--- ABOUT THIS TASK ---
Could each entry below be written out exactly, with every picture dropped?

START MATERIAL FOR THIS EXERCISE

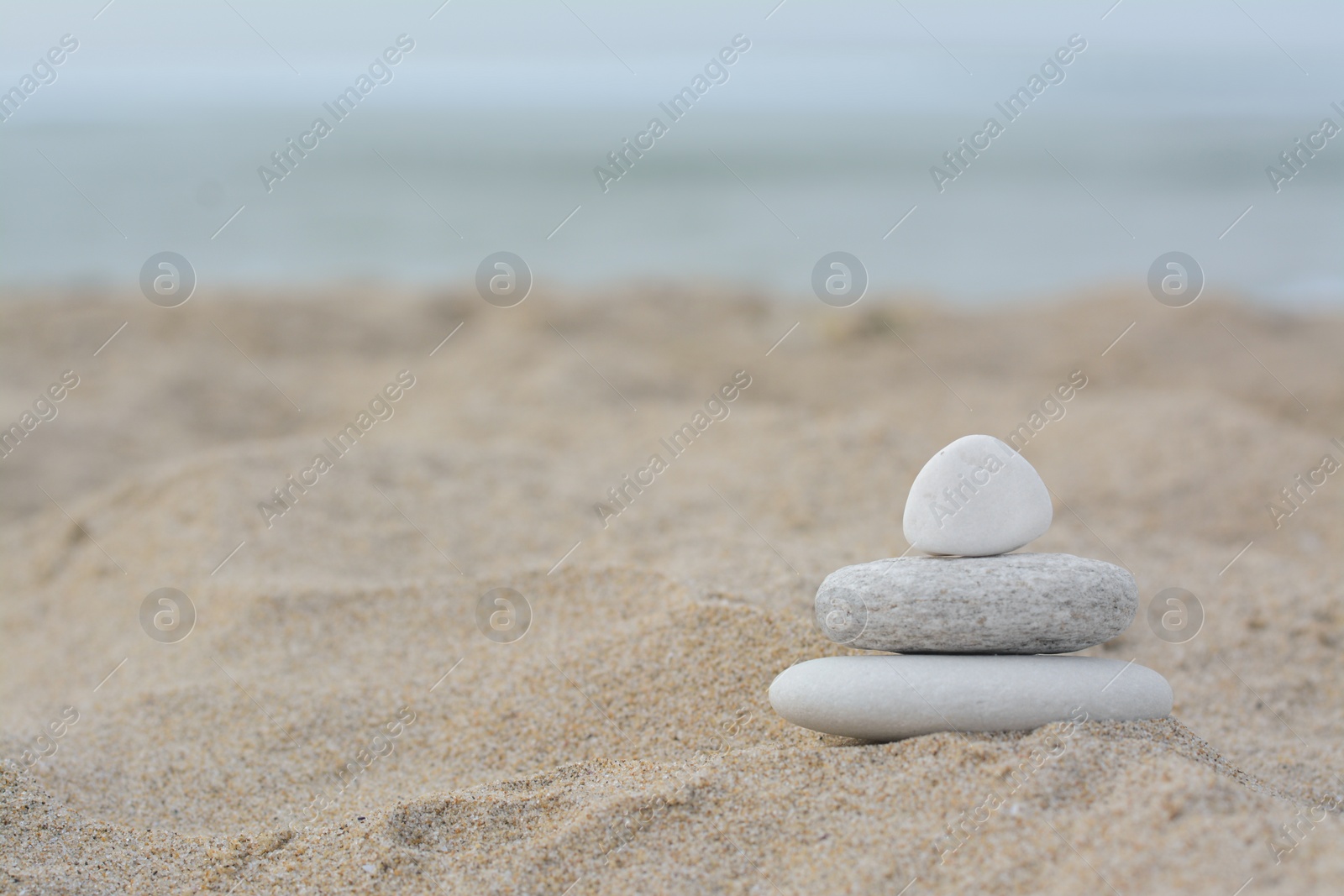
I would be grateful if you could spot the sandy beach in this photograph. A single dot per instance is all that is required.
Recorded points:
(336, 721)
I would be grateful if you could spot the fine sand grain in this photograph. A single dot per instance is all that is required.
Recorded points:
(625, 745)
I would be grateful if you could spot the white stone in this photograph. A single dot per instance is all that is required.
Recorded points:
(1015, 604)
(889, 698)
(976, 497)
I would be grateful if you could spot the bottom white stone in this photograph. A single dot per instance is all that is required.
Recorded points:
(900, 696)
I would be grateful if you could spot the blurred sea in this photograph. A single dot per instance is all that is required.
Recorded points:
(820, 140)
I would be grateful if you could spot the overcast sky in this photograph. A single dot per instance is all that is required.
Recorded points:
(1249, 54)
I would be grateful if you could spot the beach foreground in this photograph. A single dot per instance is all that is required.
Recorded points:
(339, 720)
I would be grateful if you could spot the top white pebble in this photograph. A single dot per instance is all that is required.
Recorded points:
(976, 497)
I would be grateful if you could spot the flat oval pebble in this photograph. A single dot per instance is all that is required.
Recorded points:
(976, 497)
(1014, 604)
(891, 698)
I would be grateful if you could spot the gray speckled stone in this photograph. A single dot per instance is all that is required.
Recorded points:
(1011, 604)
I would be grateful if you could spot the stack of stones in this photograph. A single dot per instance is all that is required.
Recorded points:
(972, 624)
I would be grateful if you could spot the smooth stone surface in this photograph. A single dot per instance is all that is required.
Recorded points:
(976, 497)
(1014, 604)
(893, 698)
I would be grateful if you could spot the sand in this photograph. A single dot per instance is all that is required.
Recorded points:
(625, 745)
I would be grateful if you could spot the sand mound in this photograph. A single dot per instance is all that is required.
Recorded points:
(338, 721)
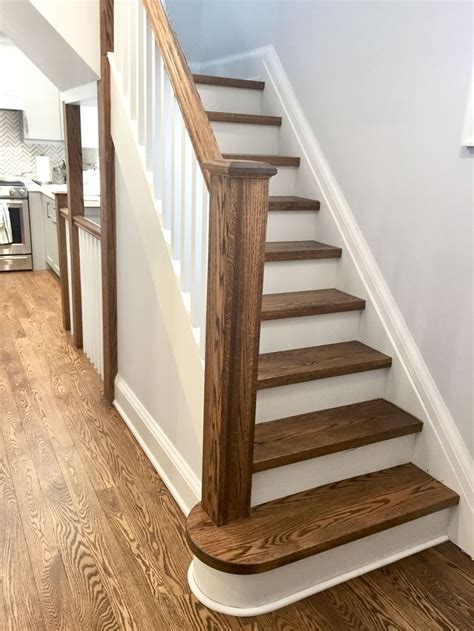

END MATERIAL FOR THIS EXERCISE

--- SOLVED EXERCISE ---
I would be grateful if you could spot the sandy beach in this photograph. A single dot per instance is all that is required.
Recorded points:
(336, 721)
I would be grateful if you could spot the fine sand grain in this photograph. A single dot per instance is all that is required.
Recorded points:
(625, 745)
I would be grateful if you could spot the white stone in this photograph. A single dot per instance is all that is required.
Recorded points:
(1015, 604)
(889, 698)
(976, 497)
I would be grateful if you could spot the bottom white stone in this photograph. A single dot per instance is all that is required.
Recorded points:
(900, 696)
I would be grateful if you could spot the blurred sea in this photograph. A single dot per instance is all that is required.
Recorded points:
(820, 140)
I would be grateful if you could spot the overcast sky in this photograph. A single dot per instance is all that is required.
Recorded points:
(1249, 54)
I would be grateful if you could spot the beach foreground in this photograph. A single dot per instance is all that is required.
Recorded points:
(339, 720)
I would be grateful if you could spot the top white pebble in this photograph. A single dot per instance is all that is required.
Recorded points:
(976, 497)
I would be grateful if you could spot the flat oval pebble in this photograph. A single dot per instance is all that is required.
Recorded points:
(976, 497)
(1014, 604)
(891, 698)
I would be grateful if you could spot the gray speckled stone in this photograph. A single dot per instance is all that is required.
Recorded points:
(1011, 604)
I would be grateful if you could spot the stack of stones in this photograph. A single dot per instance is all that is required.
Recorded points:
(972, 624)
I would be grateful if you could spot the smooth stone surface in this photograph. A single dot per instance is all that is required.
Recorded points:
(976, 497)
(1014, 604)
(893, 698)
I would be grateful if you could spot the sand in this photograph. A single dot per instance is all that is required.
Recorded points:
(625, 745)
I would be grateful if you could spot the sand mound in this photograph. A single dot per instance is all that is required.
Recorded points:
(338, 721)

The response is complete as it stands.